[Short exercise]
Rewrite everything in the items below, from the first line down through the line containing "pixel 112 698", with "Format example" replaced by "Sample format" and all else unchanged.

————————

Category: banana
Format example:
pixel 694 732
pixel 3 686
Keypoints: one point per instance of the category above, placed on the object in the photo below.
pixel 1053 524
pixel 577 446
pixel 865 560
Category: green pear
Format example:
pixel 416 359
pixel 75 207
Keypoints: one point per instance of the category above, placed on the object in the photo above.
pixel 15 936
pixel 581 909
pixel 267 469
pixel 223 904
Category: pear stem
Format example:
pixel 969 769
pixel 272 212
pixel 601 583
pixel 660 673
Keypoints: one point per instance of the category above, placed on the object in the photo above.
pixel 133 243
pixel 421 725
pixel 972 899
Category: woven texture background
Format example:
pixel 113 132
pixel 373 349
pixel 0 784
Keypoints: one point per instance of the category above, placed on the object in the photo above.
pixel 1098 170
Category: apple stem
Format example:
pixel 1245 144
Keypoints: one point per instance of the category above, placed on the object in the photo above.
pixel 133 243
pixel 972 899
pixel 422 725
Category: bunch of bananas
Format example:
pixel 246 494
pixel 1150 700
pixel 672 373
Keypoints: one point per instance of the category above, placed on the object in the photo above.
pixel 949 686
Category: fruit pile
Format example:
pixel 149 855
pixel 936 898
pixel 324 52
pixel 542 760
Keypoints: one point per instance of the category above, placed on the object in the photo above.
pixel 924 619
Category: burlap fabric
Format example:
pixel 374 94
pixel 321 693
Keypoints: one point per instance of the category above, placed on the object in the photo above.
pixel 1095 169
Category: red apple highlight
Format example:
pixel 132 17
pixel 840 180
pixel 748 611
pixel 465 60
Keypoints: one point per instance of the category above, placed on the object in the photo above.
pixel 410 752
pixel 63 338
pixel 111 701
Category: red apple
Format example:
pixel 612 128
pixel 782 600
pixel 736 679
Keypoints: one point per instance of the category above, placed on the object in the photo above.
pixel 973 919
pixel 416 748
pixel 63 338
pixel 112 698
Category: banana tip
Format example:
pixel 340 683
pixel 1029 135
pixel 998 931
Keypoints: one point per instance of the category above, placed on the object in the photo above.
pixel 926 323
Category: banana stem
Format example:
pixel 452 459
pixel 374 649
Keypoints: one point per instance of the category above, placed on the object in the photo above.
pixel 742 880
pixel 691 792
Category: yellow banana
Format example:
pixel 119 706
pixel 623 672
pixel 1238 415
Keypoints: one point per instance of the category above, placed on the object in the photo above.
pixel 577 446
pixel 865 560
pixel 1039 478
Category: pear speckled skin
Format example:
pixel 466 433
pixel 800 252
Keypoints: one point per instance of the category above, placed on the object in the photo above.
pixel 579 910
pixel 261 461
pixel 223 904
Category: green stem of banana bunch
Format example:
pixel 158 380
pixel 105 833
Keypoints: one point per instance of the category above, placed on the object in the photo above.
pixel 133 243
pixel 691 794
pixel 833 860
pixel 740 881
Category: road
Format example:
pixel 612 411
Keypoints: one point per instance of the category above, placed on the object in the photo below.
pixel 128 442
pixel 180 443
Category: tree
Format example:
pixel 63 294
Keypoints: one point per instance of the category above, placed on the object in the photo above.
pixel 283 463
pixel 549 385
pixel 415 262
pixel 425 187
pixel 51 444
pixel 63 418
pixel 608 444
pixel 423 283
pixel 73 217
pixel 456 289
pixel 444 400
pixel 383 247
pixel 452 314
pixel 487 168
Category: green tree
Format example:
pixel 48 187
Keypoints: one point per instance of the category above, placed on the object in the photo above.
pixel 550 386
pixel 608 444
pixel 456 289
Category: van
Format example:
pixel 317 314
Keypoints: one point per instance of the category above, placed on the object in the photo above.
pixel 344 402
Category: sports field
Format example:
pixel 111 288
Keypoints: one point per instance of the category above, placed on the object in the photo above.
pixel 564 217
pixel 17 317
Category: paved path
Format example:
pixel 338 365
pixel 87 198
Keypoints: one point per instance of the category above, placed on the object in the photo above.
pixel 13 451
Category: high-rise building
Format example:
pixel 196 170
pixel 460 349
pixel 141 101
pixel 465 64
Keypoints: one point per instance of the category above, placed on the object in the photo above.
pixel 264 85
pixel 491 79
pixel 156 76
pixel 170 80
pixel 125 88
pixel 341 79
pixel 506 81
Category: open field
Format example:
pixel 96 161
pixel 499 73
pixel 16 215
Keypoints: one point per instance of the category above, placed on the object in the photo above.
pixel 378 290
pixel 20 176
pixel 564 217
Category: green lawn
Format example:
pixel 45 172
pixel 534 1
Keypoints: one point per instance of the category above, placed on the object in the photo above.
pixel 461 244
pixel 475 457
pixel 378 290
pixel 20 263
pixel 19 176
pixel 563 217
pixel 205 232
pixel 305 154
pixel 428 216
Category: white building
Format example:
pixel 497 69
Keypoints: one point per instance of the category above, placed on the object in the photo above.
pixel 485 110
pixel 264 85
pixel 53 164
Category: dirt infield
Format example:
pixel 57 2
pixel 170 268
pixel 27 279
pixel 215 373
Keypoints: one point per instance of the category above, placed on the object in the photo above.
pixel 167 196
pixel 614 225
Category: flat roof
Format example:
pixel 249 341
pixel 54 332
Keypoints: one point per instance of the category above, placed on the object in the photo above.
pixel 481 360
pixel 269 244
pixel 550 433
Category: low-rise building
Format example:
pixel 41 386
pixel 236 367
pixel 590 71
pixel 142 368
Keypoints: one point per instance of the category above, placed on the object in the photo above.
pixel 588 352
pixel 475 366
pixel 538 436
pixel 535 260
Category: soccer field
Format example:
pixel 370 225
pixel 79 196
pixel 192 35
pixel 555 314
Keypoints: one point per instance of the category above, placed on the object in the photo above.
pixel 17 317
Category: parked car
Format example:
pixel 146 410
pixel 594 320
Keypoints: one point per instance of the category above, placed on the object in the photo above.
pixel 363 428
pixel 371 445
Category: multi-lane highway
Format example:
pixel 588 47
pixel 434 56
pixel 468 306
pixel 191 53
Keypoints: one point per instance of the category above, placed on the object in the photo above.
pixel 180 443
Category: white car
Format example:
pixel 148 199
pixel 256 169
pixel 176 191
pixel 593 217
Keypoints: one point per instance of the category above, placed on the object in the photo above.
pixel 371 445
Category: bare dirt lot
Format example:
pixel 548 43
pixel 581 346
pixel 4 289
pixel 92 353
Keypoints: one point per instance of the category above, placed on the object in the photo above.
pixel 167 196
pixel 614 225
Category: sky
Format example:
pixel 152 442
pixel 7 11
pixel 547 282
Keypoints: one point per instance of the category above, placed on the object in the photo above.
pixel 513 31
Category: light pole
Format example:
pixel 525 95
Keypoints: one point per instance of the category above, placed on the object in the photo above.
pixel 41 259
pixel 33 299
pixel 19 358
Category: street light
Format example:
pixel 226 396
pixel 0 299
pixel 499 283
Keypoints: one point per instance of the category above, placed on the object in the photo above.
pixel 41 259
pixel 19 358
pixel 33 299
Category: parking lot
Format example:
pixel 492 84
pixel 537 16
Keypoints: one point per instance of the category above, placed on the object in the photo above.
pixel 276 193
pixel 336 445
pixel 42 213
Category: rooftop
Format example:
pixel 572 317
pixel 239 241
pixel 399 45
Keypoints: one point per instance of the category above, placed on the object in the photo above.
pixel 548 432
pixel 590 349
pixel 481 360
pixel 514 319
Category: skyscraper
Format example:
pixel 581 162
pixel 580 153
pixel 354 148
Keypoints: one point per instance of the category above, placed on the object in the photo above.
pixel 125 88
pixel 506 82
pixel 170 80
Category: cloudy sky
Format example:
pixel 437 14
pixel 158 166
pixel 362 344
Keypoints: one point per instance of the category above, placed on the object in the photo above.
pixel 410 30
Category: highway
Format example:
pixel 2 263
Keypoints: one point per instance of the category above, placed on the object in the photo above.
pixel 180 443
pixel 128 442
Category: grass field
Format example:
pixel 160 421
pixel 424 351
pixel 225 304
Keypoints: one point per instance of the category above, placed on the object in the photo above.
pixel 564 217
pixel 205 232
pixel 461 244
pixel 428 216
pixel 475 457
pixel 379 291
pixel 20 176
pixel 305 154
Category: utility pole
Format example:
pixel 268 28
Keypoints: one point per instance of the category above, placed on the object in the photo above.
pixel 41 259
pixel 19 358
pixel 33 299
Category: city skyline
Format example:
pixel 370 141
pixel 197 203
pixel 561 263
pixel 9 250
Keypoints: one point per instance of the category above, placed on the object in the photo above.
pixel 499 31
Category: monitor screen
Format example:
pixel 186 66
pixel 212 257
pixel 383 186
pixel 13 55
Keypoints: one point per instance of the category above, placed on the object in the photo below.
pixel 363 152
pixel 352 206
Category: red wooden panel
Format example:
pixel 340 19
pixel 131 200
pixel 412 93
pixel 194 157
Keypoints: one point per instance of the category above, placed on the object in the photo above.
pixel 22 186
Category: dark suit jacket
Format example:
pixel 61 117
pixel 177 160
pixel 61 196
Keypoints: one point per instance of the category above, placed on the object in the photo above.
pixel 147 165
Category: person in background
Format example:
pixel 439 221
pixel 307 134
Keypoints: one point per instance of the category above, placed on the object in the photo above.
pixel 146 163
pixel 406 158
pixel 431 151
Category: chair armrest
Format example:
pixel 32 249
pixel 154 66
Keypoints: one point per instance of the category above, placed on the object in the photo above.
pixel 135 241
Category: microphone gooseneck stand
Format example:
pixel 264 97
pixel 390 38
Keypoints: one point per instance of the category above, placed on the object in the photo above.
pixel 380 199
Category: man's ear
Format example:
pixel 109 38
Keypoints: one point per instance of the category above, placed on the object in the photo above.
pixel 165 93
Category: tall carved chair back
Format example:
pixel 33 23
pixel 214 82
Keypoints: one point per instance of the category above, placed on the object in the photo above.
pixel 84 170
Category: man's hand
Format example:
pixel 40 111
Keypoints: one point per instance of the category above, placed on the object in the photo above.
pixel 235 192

————————

[Task solution]
Category: banana
Sample format:
pixel 694 732
pixel 3 686
Keypoints: one point per instance of the category above, placed on the object in the photo below.
pixel 1053 524
pixel 577 446
pixel 865 560
Category: green pear
Sample format:
pixel 416 359
pixel 75 207
Keypoints: one point per instance of the category above, placed on the object in the photo above.
pixel 15 936
pixel 581 909
pixel 267 469
pixel 223 904
Category: pear stem
Sample format:
pixel 969 769
pixel 272 212
pixel 601 583
pixel 660 673
Keypoints: one point per instance of the category above, placed on the object in the photo above.
pixel 133 243
pixel 421 725
pixel 972 899
Category: woven texture background
Sample format:
pixel 113 132
pixel 373 349
pixel 0 784
Keypoints: one point per instance of the category above, placed on the object in the photo above.
pixel 1098 170
Category: apple stem
Sample format:
pixel 1245 144
Keypoints: one point per instance of the category above, placed on the object in the photo above.
pixel 133 243
pixel 972 899
pixel 422 725
Category: bunch of bananas
Sample format:
pixel 246 494
pixel 1150 700
pixel 672 373
Keypoints: one point per instance of the category above, placed on the object in the photo above.
pixel 949 686
Category: fruit pile
Sample format:
pixel 149 855
pixel 936 898
pixel 324 52
pixel 542 760
Keypoints: one point per instance of the category above, placed on the object in the photo above.
pixel 924 619
Category: burlap fabric
Sample format:
pixel 374 94
pixel 321 693
Keypoints: one point per instance of the category above, placed on the object in the photo above.
pixel 1095 169
Category: red apple highlight
Sample format:
pixel 132 17
pixel 840 180
pixel 748 611
pixel 465 60
Keypoints: one point per instance of the category above, placed on the object in the photo above.
pixel 410 752
pixel 63 338
pixel 111 701
Category: red apple
Sample format:
pixel 612 128
pixel 782 600
pixel 736 679
Keypoints: one point per instance of the category above, placed on the object in the photo above.
pixel 973 919
pixel 416 748
pixel 63 338
pixel 112 698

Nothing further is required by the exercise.